■ Requirement
Reproduce each of the records below word for word, and leave the pictures out of your answer.

Stored items:
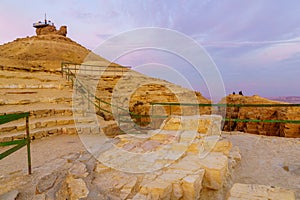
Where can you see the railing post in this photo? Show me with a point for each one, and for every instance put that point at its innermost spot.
(28, 145)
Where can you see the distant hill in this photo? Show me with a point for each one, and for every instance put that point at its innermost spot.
(43, 52)
(288, 99)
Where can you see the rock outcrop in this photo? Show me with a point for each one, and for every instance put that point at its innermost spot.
(261, 113)
(50, 29)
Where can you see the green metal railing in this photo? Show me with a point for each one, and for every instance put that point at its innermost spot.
(18, 143)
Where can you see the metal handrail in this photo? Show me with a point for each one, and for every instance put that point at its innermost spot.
(19, 143)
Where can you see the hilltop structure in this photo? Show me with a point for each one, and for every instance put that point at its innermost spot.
(47, 27)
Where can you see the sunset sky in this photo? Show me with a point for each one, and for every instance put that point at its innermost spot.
(255, 44)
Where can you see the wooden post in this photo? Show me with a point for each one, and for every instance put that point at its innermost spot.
(28, 145)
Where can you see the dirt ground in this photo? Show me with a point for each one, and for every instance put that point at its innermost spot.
(265, 160)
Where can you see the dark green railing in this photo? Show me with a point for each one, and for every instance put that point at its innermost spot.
(18, 143)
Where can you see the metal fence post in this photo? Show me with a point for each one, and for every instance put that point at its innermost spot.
(28, 145)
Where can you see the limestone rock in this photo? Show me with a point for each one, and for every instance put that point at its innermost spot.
(263, 113)
(216, 167)
(45, 183)
(259, 192)
(77, 188)
(192, 185)
(12, 195)
(157, 189)
(78, 170)
(206, 124)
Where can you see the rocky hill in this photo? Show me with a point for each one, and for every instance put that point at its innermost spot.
(262, 113)
(43, 52)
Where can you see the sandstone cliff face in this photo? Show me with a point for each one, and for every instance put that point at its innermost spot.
(51, 30)
(262, 113)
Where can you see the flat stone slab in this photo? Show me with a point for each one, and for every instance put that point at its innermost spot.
(259, 192)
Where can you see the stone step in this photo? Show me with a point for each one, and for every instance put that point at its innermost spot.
(38, 109)
(259, 192)
(38, 123)
(28, 100)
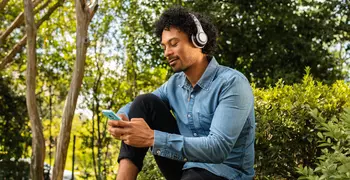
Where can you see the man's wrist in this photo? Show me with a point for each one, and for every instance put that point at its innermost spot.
(151, 139)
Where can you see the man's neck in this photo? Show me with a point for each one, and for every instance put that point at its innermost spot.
(195, 72)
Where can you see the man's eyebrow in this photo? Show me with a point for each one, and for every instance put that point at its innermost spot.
(174, 38)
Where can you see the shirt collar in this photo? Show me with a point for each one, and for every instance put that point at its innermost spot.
(206, 78)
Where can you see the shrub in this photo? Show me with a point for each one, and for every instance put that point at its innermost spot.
(286, 134)
(334, 141)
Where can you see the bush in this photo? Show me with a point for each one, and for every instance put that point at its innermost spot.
(286, 134)
(334, 141)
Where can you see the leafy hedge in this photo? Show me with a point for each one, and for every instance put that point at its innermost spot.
(286, 135)
(334, 139)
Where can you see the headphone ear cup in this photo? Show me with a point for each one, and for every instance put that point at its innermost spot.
(196, 43)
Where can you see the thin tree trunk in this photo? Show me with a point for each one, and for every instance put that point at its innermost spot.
(84, 15)
(17, 48)
(38, 142)
(18, 21)
(3, 4)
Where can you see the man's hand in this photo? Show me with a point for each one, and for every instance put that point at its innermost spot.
(135, 133)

■ Response
Where can you see the railing post in this photo? Show me with a point for each one, and for every instance put that point at its innermost spot.
(28, 145)
Where can you see the distant hill in this photo? Show me with a point for each one, and for every instance put that point at its innermost spot.
(43, 52)
(288, 99)
Where can you see the rock outcrop in this photo? Show me with a point for each one, and for every instance put that point at its innermost spot.
(261, 113)
(50, 29)
Where can you see the green metal railing in this photo? Show me with a point for each one, and for every instance put that point at its innermost spot.
(18, 143)
Where can you see the metal handrail in this photo? Show me with a point for each one, and for every instance put that point at its innermost spot.
(19, 143)
Where can you see the hilltop structure in this photo? Show me with a point for each one, and for every instance put that point at its innermost spot.
(47, 27)
Where can you see the sunset sky in this photo? Show me with a point for each one, and for every instance put that point at its innermost spot.
(255, 44)
Where can you see the wooden post in this photo? Show me with a point for each one, and for every instance put that point at its innermost spot.
(28, 145)
Where can you see the dirt ground in this photo? Show me with a point for each one, and for every instance put that point at its innermost spot.
(265, 160)
Where can you see the dark green railing in this photo? Show me with a point for each one, and for every instance put that point at its innermost spot.
(18, 143)
Where can you see the metal fence post in this photo? Show me with a point for each one, and for every instance put that point at its innermost spot.
(28, 145)
Where can you see the limestone rock in this photo? Show me with a point for each one, and for every instance put that point at its innermost spot.
(263, 113)
(216, 167)
(45, 183)
(259, 192)
(77, 188)
(192, 185)
(12, 195)
(157, 189)
(78, 170)
(206, 124)
Where can you see the rocky hill in this photo? Show me with a point for each one, and for every instance put that point at its innermost spot.
(262, 113)
(43, 52)
Where can you see the sandstone cliff face in this photo? Show me with a point for each one, and for every instance put that point at its innermost spot.
(51, 30)
(262, 113)
Where can you see the flat stone slab in this photo? Show me with a point for each one, and for every instance put that point at its innermost spot.
(259, 192)
Where can you see the stone step in this photo? Show me with a point for each one, and for every instance put that point at its innermost spot.
(38, 109)
(259, 192)
(38, 123)
(28, 100)
Where can you see the man's wrist in this photo? Show me with a point for each one, and for every instance put that point at its innermost spot.
(151, 139)
Where can you see the man's neck in this photo? Show me with a point for each one, and for every instance put that point at its innermost spot.
(195, 72)
Where can you see the man's eyebrow in this photo? Show me with a point for each one, and for every instance put that point at its innermost spot.
(174, 38)
Where can you see the shirt collar in this photo? Show me with a point for each one, and for every instance put that point at its innermost spot.
(206, 78)
Where can you see the shrub in this photo? Show me with a point for each one, and for every instance put that point at its innermost spot.
(286, 134)
(334, 141)
Where can you see the bush in this photo? Show me with a point for each one, and for every instance put that point at its innermost spot.
(286, 134)
(334, 141)
Where can you see the leafy hedge in this photo? Show me with a point for each one, and for every instance put that point at its innermost spot.
(286, 135)
(334, 139)
Where can you see the headphone ear cup in this photo? Show me with a point for each one, and for every instance put that point at its innermost spot.
(196, 43)
Where can you see the thin tree trunk in this photo? Show me with a point for each one, and for every instance put that point at its innermost spot.
(84, 15)
(17, 48)
(38, 142)
(18, 21)
(3, 4)
Where can you see the man's hand in this photo? Show me with a point for each one, and for every instance put that point at its innermost spot.
(135, 133)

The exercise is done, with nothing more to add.